◆ Prompt: Resume the article on the #MeToo movement in India, continuing after its final sentence.

◆ Text provided:
Content starts

In the patriarchal society, allegations against men in power are frequently not taken seriously by the authorities and, if they make it to court, intimidation of victims and coercion of witnesses is commonplace.

But actress Tanushree  Dutta has brought the #Me-too movement to India after accusing her award-winning co-star Nana Patekar of sexual harassment on a film set 10 years ago.

At the time, she left the set of Horn Ok Pleases and made an official complaint, but nothing happened until now in the wake of the #Me-too movement. Patekar denies the charges.

It has taken a while but the movement is gaining traction in India, with actresses and politicians giving their support to those who speak out.

Ever since Tanushree Dutta, in an interview, alleged that Nana Patekar misbehaved with her while filming a special song for Horn Ok Pleases in 2008, many well-known comedians, journalists, and actors have been named and shamed on social media in the past few days as allegations of sexual misconduct continue to burst out.

Since Dutta spoke out, other actresses have subsequently come forward to open up about their experiences in the industry.

Director SajiddKhan has been accused by two women of sexual abuse, prompting him to step down from House full 4, a popular comedy film franchise.

Writer Vinita Nanda accused actor Alok Nath of rape and sexual misconduct in 1998, saying the incident made her depressed and mentally disturbed, causing her to leave the film industry


The unfortunate series of accusations include women being sent lewd pictures, texts and videos along with invitation by powerful men to indulge sexually without consent. Similar to the West, Indian women have spoken out about objectification in more than just the film industry. Journalists have come out with chilling details about being bullied by some of the more established peers. Assault cases are also being reported against comedians, writers, singers, directors, authors among many others.

Bollywood Biggies

The Indian film industry, which is known to maintain silent on controversial issues, saw the onset of the #Me-too movement with actress Tanushree Dutta calling out veteran actor Nana Patekar on a film set ten years ago.

Her bold move encouraged actresses including Kananga Ranaut and Nayani Dixit to speak out against popular filmmaker Vikas Bahl (the man behind Netflix’s Sacred Games) of sexual advances. Filmmaker and actor Rajat Kapoor was exposed by three women who called out his misbehaviour.

Filmmaker and scriptwriter Subhash Kapoor was accused by actress Geetika Tyagi of molestation. Actress Flora Saini spoke of harassment by producer Gaurang Doshi. Bollywood singer Sona Mohapatra accused singer Kailash Kher of sexual misconduct.

Content ends

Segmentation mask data

Content starts

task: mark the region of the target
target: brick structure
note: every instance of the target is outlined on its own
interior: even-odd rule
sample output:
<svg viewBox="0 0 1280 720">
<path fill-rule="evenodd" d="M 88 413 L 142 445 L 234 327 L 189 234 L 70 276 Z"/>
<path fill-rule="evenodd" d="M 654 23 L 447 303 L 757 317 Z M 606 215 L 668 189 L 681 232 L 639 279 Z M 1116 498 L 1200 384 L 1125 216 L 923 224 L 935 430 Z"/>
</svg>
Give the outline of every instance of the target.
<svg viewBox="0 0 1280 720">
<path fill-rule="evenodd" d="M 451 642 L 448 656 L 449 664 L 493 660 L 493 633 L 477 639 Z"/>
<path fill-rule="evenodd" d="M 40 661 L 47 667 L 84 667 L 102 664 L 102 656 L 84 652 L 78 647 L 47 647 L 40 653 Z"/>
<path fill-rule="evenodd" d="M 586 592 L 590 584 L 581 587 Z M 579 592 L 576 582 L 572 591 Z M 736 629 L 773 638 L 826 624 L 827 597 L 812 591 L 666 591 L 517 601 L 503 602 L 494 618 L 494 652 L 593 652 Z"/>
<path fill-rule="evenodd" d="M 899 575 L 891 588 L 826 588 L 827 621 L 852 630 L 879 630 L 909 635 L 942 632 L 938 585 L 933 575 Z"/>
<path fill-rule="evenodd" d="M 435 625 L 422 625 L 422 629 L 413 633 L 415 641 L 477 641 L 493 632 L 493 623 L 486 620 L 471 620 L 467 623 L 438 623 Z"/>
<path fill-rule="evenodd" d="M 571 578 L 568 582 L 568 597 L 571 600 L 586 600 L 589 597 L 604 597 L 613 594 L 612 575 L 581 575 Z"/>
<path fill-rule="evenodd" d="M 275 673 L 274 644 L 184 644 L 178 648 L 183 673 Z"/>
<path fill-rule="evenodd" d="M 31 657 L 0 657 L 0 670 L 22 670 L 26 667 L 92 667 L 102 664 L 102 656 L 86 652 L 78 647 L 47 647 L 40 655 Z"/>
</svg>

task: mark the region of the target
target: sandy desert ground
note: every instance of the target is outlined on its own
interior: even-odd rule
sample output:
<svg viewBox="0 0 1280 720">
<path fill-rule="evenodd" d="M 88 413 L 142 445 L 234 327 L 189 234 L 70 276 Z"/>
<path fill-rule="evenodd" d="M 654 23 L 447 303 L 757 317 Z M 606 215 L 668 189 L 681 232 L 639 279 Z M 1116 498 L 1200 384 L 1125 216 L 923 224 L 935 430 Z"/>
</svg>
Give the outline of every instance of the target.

Content ends

◆ Exercise output:
The Importance Of Listening

If a woman feels that she has been violated in any way, it is because she has been

In India, Me Too began not in October 2018, but a year ago, just weeks after the Harvey Weinstein allegations started snowballing into a global movement. Raya Sarkar put out her crowd-sourced list of sexual predators in the academia. If in the West, feminist Germaine Greer dismissed the “whingeing” Me Too by women “who spread their legs” for a part in a movie and Margaret Atwood cautioned against “vigilante justice, lynch-mob habit”, in India over a dozen prominent feminist academicians and activists decried Raya’s list as something that would “delegitimise the long struggle against sexual harassment”.

Their insistence on following “due process” refused to take into account the agonising tales of survivors doubly victimised by the systems meant to protect them. Just how many Internal Complaints Committees (ICC) against sexual harassment at corporate workplaces or in the academia are all-women cells or at least headed by women? In the absence of systemic redress, to term a woman’s act of speaking out as witch-hunt is to rob her of the sole recourse she has — her voice.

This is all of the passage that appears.